* **About this task**
Quote all entries in full, exactly.

[[ Data to process, beginning ]]

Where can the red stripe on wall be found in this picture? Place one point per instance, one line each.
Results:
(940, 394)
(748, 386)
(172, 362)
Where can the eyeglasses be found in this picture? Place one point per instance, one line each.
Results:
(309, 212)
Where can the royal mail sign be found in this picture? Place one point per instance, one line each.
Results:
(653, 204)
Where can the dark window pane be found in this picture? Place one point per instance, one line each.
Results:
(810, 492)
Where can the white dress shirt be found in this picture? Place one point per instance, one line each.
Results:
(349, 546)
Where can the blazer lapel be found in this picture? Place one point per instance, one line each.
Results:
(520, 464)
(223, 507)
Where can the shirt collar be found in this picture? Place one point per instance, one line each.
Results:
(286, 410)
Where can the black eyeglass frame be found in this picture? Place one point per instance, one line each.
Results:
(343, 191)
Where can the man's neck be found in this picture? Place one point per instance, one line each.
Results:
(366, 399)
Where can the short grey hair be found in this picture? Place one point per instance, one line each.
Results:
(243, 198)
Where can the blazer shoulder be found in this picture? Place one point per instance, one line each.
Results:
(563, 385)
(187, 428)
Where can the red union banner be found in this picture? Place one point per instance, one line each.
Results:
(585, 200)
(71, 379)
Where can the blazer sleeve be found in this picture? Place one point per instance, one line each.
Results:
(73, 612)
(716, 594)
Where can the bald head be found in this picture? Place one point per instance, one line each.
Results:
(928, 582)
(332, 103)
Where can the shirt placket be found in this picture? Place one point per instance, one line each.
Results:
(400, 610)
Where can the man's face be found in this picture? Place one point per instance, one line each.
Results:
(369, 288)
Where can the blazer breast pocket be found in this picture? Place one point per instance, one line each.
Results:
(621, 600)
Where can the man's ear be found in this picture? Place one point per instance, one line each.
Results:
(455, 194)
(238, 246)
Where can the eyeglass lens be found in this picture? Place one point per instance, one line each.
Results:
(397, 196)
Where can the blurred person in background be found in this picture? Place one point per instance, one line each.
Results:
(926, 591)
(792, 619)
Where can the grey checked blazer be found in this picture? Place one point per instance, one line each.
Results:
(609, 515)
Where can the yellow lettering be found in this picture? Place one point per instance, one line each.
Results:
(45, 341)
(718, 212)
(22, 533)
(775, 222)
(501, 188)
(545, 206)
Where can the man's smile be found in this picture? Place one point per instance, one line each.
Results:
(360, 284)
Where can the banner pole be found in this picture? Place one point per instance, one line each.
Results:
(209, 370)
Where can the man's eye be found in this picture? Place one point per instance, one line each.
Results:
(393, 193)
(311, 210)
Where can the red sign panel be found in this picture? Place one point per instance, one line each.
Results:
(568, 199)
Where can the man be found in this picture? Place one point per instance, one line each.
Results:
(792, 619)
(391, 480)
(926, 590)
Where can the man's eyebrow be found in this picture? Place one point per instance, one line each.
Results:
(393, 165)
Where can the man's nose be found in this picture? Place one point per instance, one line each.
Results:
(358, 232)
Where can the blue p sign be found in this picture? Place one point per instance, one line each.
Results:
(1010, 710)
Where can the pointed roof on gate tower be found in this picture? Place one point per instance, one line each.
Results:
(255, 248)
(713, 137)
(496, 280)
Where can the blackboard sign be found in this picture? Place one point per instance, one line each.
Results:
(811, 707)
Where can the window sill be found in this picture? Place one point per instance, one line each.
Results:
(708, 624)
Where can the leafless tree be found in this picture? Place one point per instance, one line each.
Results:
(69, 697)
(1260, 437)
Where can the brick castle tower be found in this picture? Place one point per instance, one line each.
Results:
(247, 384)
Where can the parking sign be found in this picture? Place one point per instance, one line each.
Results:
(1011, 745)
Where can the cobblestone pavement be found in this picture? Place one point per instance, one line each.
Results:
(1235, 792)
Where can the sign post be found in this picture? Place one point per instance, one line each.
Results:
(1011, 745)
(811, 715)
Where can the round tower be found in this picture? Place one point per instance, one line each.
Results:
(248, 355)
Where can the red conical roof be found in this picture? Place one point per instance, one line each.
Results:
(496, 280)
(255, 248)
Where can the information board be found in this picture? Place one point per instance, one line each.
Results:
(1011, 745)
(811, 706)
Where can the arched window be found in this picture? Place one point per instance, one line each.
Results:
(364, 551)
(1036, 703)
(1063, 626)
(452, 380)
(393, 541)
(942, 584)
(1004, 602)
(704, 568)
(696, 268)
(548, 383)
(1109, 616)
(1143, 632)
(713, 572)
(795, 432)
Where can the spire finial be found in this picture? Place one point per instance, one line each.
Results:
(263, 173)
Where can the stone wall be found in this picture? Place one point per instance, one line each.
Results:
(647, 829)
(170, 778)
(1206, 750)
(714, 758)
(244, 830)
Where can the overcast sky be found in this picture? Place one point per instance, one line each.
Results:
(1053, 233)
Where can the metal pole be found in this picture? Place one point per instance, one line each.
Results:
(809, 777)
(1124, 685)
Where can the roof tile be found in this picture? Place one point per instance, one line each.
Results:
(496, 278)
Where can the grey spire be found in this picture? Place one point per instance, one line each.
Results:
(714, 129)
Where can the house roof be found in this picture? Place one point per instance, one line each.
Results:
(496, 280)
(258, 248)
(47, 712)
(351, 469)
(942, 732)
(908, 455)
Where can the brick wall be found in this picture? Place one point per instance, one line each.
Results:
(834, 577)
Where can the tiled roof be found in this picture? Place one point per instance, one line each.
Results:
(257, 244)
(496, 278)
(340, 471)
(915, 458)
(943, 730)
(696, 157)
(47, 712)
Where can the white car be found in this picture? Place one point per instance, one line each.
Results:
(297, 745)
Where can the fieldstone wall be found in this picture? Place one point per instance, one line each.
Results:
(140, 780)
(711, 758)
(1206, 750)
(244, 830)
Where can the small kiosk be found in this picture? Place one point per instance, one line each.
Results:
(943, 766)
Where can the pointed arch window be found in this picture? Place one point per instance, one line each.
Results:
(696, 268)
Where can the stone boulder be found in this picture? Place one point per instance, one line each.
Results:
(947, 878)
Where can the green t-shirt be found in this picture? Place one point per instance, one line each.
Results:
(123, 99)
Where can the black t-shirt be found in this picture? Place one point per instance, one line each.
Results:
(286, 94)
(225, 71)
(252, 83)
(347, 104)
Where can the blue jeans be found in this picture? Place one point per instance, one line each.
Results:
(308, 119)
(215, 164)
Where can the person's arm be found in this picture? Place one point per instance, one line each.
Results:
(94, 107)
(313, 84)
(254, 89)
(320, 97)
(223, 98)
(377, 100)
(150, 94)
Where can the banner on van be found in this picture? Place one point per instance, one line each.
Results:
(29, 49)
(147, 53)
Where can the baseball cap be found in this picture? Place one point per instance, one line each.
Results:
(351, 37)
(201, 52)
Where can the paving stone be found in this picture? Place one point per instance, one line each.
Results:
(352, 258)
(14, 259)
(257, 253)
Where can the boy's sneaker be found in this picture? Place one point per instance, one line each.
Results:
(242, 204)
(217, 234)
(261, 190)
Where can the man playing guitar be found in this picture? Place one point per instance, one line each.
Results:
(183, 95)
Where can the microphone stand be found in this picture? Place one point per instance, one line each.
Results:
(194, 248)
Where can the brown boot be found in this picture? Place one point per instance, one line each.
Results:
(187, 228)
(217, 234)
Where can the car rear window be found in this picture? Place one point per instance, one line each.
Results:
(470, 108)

[[ Data to process, end ]]

* **Problem solution**
Where can the red stripe on wall be found in this picture? Place one point per instance, one line each.
Results:
(940, 394)
(748, 386)
(172, 362)
Where can the eyeglasses be found in this picture? Place one point per instance, one line each.
Results:
(309, 212)
Where can the royal mail sign be found in this picture? Place one point per instance, one line each.
Results:
(653, 204)
Where can the dark window pane be found in this picture? Place one point per instance, one line each.
Results:
(810, 492)
Where can the white dress shirt be found in this picture? Place one point per instance, one line each.
Results:
(349, 546)
Where can the blazer lapel be found in this picture? Place one point per instance, one line each.
Results:
(520, 464)
(223, 507)
Where can the shirt collar be found in this picture? Place one point per instance, one line each.
Results:
(286, 410)
Where can the black eyeglass frame be found in this picture? Place one point per instance, one line each.
Results:
(343, 191)
Where can the man's neck be found in this picture? Place one point per instance, one line each.
Results:
(366, 399)
Where can the short grey hair be found in this picture? Place one point per instance, one line each.
Results:
(243, 198)
Where can the blazer shoulder be found in this picture? Place one point per instance, one line each.
Results:
(563, 385)
(187, 428)
Where can the red union banner be found in this picture? Place one point per instance, one line each.
Results:
(585, 200)
(71, 379)
Where can the blazer sleeve be found in this picture? Place one point per instance, one line each.
Results:
(73, 612)
(716, 594)
Where can the bald head be found in this picture? Place one point per instance, one line each.
Results:
(928, 582)
(332, 103)
Where can the shirt placket be found in this picture? Place one point per instance, one line each.
Results:
(400, 610)
Where can the man's face be found in this picture? Place one point per instance, one line each.
Results:
(369, 288)
Where can the blazer breast pocket be found in this picture? Place one point per instance, one line each.
Results:
(621, 600)
Where can the man's ear be found in this picture? Place one point per instance, one line each.
Results:
(455, 194)
(238, 246)
Where can the eyeglass lens be found in this picture? Place one point per instance, one line each.
Results:
(397, 196)
Where can the blurred person in background be found in this picture? Place one point per instance, one line each.
Results:
(926, 591)
(792, 619)
Where can the grey checked blazer be found in this picture? Place one point per instance, one line each.
Results:
(609, 515)
Where can the yellow lettering be found in this picture? Place one point per instance, one line each.
Results:
(45, 341)
(718, 212)
(22, 533)
(775, 222)
(501, 188)
(545, 206)
Where can the man's smile be found in this picture? Place one point per instance, one line each.
Results:
(360, 284)
Where can the banner pole be found in this picture? Place one point per instance, one line each.
Results:
(209, 370)
Where can the man's eye be found in this picture? Place one point per instance, one line each.
Results:
(393, 193)
(311, 210)
Where can the red sign panel be found in this picture? Place one point per instance, one line each.
Results:
(568, 199)
Where can the man be found in this picture? Place one point per instance, one line each.
Results:
(792, 619)
(391, 480)
(926, 590)
Where can the man's eyebrow be found in this picture? Place one point per instance, one line each.
Results:
(393, 165)
Where can the man's nose be found in this picture? Place one point per instance, one line each.
Results:
(358, 232)
Where can the blue p sign be found in this picture? Place one point per instance, one line each.
Results:
(1010, 710)
Where can the pointed roof on gate tower be found in this picture? Place one point per instance, one line each.
Results:
(255, 248)
(713, 137)
(496, 280)
Where can the blackboard sign be found in this picture? Place one point per instance, one line each.
Results:
(811, 707)
Where can the window sill be found in this picture? Place one point per instance, one line each.
Results:
(708, 624)
Where can the leafless tree be found in this picture? Place one point per instance, one line each.
Results:
(69, 697)
(1260, 437)
Where can the brick castle tower be found in this picture? Place one point per instance, one line each.
Results:
(247, 384)
Where can the parking sign be found in this picture? Place one point per instance, one line each.
Results:
(1011, 745)
Where can the cobblestone pavement be found in this picture? Place one point per instance, one line each.
Results:
(1235, 792)
Where can the sign post be found in this picture? Place one point per instance, one line each.
Results:
(1011, 745)
(811, 715)
Where can the round tower be found in this picture? Place one point per instance, one line each.
Results:
(248, 355)
Where can the red conical roof be found in this picture? Place one point per instance, one line each.
Results:
(496, 280)
(255, 248)
Where can the information board be found in this picture? Place one point per instance, one line each.
Results:
(1011, 745)
(811, 706)
Where can the arched window be found in this picture? Place one point per instance, one line each.
Results:
(364, 551)
(1036, 703)
(1063, 626)
(452, 380)
(393, 541)
(942, 584)
(1004, 602)
(704, 568)
(696, 268)
(548, 383)
(1109, 616)
(1143, 632)
(713, 572)
(795, 432)
Where can the spire finial be found in this picture? Place one point per instance, one line each.
Results:
(263, 173)
Where can the stone wall be found in this picture? Place one point per instance, one line each.
Results:
(647, 829)
(170, 778)
(1206, 750)
(714, 758)
(244, 830)
Where can the overcast sky be found in this picture? Place one point per instance, one line each.
Results:
(1053, 233)
Where can the metal pole be found in this picture? Place one point per instance, one line each.
Results:
(809, 777)
(1124, 685)
Where can the roof tile be found in this picture? Place one point per instance, one line each.
Results:
(496, 278)
Where can the grey spire be found in this picture? Place one point per instance, one line each.
Results:
(714, 129)
Where can the house roof be found in this picture? Place one point per instance, one line each.
Results:
(496, 280)
(258, 248)
(47, 712)
(351, 469)
(942, 732)
(908, 455)
Where can the brick wall be found in this picture? Place one point per instance, one line each.
Results:
(834, 577)
Where can the tiled roof be found in this picture? Place one point per instance, one line each.
Results:
(257, 244)
(496, 278)
(340, 471)
(915, 458)
(943, 730)
(696, 157)
(47, 712)
Where can the white car be found in this picture? Place one point per instance, one line each.
Results:
(297, 745)
Where can the fieldstone wall be found in this picture? Place one point per instance, one line each.
Results:
(140, 780)
(711, 758)
(1206, 750)
(244, 830)
Where can the small kiosk be found in this picture? Place one point per instance, one line each.
Results:
(943, 766)
Where can the pointed arch window be found in this picture? Place one point per instance, one line each.
Results:
(696, 268)
Where can the stone boulder be found in this picture? Place one point per instance, one line each.
Results:
(947, 878)
Where can the green t-shirt be found in this picture? Place one point per instance, one line each.
Results:
(123, 99)
Where can the black t-shirt be found in this picture? Place one point per instance, one line each.
Results:
(286, 94)
(225, 71)
(252, 83)
(347, 104)
Where can the blue jeans be found in this picture? Place one point per instance, one line each.
Results:
(308, 119)
(215, 164)
Where can the person's arm be found in this picture? Place one point per instance, one line each.
Results:
(94, 107)
(313, 84)
(254, 89)
(320, 97)
(223, 98)
(377, 100)
(150, 94)
Where can the banner on van be found in this picture? Place one point per instance, one line each.
Results:
(29, 49)
(147, 53)
Where can the baseball cap be found in this picture? Place one point per instance, one line each.
Results:
(351, 37)
(201, 52)
Where can the paving stone be found in this picture? Place one point per instance, one line each.
Results:
(352, 258)
(14, 259)
(257, 253)
Where can the boy's sneaker be found in this picture? Place one point per instance, one line each.
Results:
(242, 204)
(217, 234)
(261, 190)
Where can the man playing guitar be found in this picture? Place one point per instance, one line each.
Results:
(183, 95)
Where can the microphone stand be found in this picture? Place one point per instance, one line each.
Results:
(194, 248)
Where can the brown boot be found in this picture? Place one point per instance, one line each.
Results:
(187, 228)
(217, 234)
Where can the car rear window be found in this picture? Place one point per instance, one line each.
Results:
(470, 108)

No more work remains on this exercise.